## Text block
########

One of the perks to being a volunteer is that your ticket is free. You can walk around the exhibit halls and attend the panels. Since that is $130 that will be refunded back to me I decided that I can afford to splurge a little and buy some artwork from the amazing artists at CTN. I bought a bit more than I planned but there were just so many tigers. I'm a big fan of tigers and I just could not resist. When I got off volunteering on Friday, after hearing people talk about how amazing the exhibit hall was and all the interesting booths, my first step was to see the exhibit hall. As I stepped in I immediately saw a booth with many drawings of tigers. I made a beeline for the booth and met the artist Tori Davis. I didn't know it at the time, I just loved her instantly for all the tigers, but she is a visual development artist with an amazing CV of having worked on Disney's Frankenweenie, Blue Sky's Rio, vis dev for Sony, background artist for Nickelodeon, and etc. She is awesome. We talked about tigers and big cats. Completely jealous that she knows a person who has a big cat sanctuary so Tori got to go and actually study the beautiful animals up close. Good thing I brought my tiger hat, just in case if I had a bad hair day and I didn't want to deal with it, so I wore it on Saturday and I showed it to her which led to us taking a few selfies.

toricat

I'm sorry if a fanboy a little (ok, a lot) over him but Bobby Chiu is one of my biggest inspirations. He was the one that inspired me to get into the animation industry while I was studying art at University of Washington. I thought I would go into visual development and/or matte painting. I didn't buy any prints from him last year as while his works from Tim Burton's Alice in Wonderland were great I wanted one of his personal works that had a full composition and story. While his prints are a bit more expensive, I saw that he was selling Big Bad Bunny Eater and I just had to buy it. Big Bad Bunny Eater is one of my favorite works of him as it is so amusing and clever, and my other favorite is Early Bloom. I wish I got to talk to him some more but I didn't really know what to say other than the standard "thank you for continuously inspiring me" as I had already asked a lot of questions last year. I promise to be more prepared next time!

bunnyeater

Over in the expanded tent area is where the new talent get to exhibit their works. Exhibiting this year is Cody Lyon and Finn from HOUND Illustration. Cody is an amazing artist, I love his drawings that he would post up on Facebook and the fun drawings that he would do while at Tea Time. I love Tigger from Winnie the Pooh so I just had to buy this drawing. If I can get him to do something Calvin and Hobbes I will be on that in a heartbeat.

by Hound Illustration

I had seen Gary Montablano's artwork at last year's CTN, most notably was that I saw large posters of tigers. This year I actually went up to greet him and we talked for awhile. It was great as he knew me by face as I had helped him for exhibitor check-ins. I loved the large black tiger as it sort of reminded me of the Great Sphinx of Giza and the Cave of Wonders from Aladdin. The other poster I got had two tigers on it and it reminded me of one of my favorite novels, Tiger's Curse by Colleen Houck, that features a white and a black tiger.

by Gary Montablano

The Daily Zoo, by Chris Ayers, is one of those big names that I know of and have looked at a few times but was unfortunately ill prepared to meet. I've loved his artwork and his animals always bring a smile to my face so I had to stop by and buy a print of Content Kitty. I wish I could have spoken to him some more but I wasn't sure what to say.

########

## Given request
Carry on the post about buying artwork at CTN, picking up right after its last sentence.

########

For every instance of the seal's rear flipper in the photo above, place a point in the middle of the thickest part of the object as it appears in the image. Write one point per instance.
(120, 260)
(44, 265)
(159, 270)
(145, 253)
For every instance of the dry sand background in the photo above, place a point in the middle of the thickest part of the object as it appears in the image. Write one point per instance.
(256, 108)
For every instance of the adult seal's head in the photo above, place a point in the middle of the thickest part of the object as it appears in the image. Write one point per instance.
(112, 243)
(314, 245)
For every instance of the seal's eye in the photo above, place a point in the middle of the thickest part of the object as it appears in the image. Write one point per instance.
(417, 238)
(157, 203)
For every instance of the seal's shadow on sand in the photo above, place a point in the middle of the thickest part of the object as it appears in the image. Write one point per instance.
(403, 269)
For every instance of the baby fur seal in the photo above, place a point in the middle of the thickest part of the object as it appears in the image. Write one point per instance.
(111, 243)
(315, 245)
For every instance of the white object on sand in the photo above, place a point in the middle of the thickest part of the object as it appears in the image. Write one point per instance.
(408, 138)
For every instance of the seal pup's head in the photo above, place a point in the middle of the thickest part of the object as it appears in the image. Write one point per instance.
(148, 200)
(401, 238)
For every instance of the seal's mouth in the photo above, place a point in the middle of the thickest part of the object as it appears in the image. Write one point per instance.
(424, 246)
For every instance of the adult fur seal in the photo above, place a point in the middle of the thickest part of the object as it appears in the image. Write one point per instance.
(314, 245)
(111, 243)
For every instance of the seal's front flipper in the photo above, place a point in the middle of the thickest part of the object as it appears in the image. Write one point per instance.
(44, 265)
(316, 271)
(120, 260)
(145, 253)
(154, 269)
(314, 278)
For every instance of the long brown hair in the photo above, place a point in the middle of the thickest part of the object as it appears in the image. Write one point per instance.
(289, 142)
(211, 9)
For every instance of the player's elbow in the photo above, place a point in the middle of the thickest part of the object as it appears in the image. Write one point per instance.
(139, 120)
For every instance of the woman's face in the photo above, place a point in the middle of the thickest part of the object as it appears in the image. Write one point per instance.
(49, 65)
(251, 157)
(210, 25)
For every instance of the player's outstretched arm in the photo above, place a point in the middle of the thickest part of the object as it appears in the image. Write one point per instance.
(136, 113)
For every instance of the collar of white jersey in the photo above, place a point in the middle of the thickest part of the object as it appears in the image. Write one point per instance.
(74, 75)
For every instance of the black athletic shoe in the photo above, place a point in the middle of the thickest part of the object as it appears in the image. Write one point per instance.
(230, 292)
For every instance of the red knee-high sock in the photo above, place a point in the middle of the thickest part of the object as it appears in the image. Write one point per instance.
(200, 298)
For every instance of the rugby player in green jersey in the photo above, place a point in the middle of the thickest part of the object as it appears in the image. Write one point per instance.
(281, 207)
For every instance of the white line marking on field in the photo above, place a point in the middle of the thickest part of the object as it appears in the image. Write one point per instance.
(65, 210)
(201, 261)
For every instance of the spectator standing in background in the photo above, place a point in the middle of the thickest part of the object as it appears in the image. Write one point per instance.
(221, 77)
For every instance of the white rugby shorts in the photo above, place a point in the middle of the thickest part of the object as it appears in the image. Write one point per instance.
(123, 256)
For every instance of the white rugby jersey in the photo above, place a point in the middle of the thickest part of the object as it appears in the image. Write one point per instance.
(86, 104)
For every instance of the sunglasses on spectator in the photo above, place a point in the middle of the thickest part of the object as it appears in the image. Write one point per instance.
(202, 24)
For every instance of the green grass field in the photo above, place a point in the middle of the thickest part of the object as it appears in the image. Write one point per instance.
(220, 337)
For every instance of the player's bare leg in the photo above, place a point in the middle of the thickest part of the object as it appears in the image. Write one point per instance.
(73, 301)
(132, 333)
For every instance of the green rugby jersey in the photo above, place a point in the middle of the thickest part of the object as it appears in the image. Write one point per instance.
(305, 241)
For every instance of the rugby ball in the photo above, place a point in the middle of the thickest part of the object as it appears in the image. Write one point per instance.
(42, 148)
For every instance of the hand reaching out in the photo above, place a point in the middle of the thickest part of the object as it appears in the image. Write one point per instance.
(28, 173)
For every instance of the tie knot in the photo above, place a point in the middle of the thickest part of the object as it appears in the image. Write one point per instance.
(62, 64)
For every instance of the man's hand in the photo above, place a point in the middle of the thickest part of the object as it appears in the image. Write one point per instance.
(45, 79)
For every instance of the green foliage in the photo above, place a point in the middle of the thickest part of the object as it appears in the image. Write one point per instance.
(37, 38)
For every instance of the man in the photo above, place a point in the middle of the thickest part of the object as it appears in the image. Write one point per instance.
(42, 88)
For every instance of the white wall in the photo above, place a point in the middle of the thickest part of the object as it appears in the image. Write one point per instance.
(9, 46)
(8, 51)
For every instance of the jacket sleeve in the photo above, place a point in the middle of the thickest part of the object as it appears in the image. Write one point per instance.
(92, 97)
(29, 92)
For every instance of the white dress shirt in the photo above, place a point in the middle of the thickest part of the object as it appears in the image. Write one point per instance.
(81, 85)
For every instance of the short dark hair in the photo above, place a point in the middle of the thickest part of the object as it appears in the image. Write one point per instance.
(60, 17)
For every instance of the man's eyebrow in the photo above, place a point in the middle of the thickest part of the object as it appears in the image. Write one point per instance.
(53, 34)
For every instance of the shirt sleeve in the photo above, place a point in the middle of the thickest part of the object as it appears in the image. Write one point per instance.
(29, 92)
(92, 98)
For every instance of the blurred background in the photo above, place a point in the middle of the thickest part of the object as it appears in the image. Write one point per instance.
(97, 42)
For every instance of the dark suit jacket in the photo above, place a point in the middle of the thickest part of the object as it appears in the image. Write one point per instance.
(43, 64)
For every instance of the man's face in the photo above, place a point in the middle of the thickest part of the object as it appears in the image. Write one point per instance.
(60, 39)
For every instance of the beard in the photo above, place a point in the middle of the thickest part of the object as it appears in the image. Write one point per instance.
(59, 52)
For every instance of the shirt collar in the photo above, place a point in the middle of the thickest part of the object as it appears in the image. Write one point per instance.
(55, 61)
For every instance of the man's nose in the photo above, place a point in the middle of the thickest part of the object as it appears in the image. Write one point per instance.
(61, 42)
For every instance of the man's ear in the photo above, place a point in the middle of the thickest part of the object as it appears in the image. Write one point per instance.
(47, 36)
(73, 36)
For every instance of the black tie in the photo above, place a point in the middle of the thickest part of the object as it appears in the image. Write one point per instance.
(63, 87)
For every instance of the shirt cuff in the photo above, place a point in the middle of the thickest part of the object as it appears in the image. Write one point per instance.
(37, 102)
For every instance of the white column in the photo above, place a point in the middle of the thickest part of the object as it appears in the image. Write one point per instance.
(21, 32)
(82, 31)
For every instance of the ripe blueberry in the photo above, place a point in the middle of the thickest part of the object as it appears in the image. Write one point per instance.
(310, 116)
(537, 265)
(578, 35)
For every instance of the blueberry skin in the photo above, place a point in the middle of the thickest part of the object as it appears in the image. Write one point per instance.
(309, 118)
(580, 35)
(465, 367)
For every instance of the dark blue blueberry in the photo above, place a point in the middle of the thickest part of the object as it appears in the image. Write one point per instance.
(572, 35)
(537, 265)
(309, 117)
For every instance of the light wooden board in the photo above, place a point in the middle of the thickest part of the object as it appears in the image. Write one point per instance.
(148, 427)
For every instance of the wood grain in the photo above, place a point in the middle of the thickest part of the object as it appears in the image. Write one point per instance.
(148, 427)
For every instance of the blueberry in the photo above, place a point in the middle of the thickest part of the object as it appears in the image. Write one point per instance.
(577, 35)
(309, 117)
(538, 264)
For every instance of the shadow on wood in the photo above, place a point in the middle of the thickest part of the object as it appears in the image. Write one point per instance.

########

## Response
dailyzoo

Big fan of Andreas Deja. I was incredibly disappointed last year when I got cut off while waiting in line to talk to him and hopefully get a drawing as it was after an evening panel and it was getting to late into the night. Now back to the present, on Friday night my friend who was on closer relations with him introduced me to Andreas and even asked if he would do a drawing for me. Andreas was just walking out so he said that he would promise me a drawing the next day if I show up at the demo that he will be presenting. He remembered and was apparently looking for me during the demo. Unfortunately I wasn't able to make it to the demo and showed up near the end while he was answering questions. I went up and greeted him saying "Hi, sorry I missed your demo. Hopefully I can catch up with you later and talk with you some more and ask about how your film, Mushka, is doing." I was not expecting to get a drawing as I was too late and missed it, I just mainly wanted to greet and apologize. Instead, Andreas was like "I owe this guy a drawing. Can I draw something for him right now? I'm going to draw something for him right now." So amazing. I got a personal drawing of Scar. I was grinning like a fool as this completely made my day and all of CTN. While I love Scar, all things Lion King, as Andreas was finishing the drawing it dawned on me that instead of asking for Scar I should have asked him to draw me Mushka. Next year! I think I was trying to do a snarl/growl face in the picture but I was just smiling too much.

scar

I stopped by the Nickelodeon booth to ask some questions about their studio and production as I had met another volunteer who works as a texture artist for Nickelodeon. This was confusing as what I knew was that back when Nickelodeon came to talk at AAU about their internship program, what I thought I learned was that they were more of a preproduction studio and they sent their production to other countries. Turns out they outsource the animation but still keep the other areas of production in house. This lets me keep my options a bit more open which is nice.

At the CTN@nite event on Saturday evening, I met Chris Erickson. He is the creator of Hewie in the Cold, which I saw at AAU's Spring Show and loved. I got to see his demo reel and what was really impressive is that he did most everything by himself, from pre vis all the way down to final comp, instead of going into the large collaborative approach. He has graduated from the Academy and is now at Disney Animation's apprenticeship program! Talking with him has inspired me to go back and do more personal work and create short 30 second clips. I would love to do a scene from my Supernova story, a fly-through of the house to see of Reo sitting down and then going supernova. I've also been wanting to take my tiger  character and create a 3D model of him. I don't have a story though as his style is too different to be used in place in Tiger Tails.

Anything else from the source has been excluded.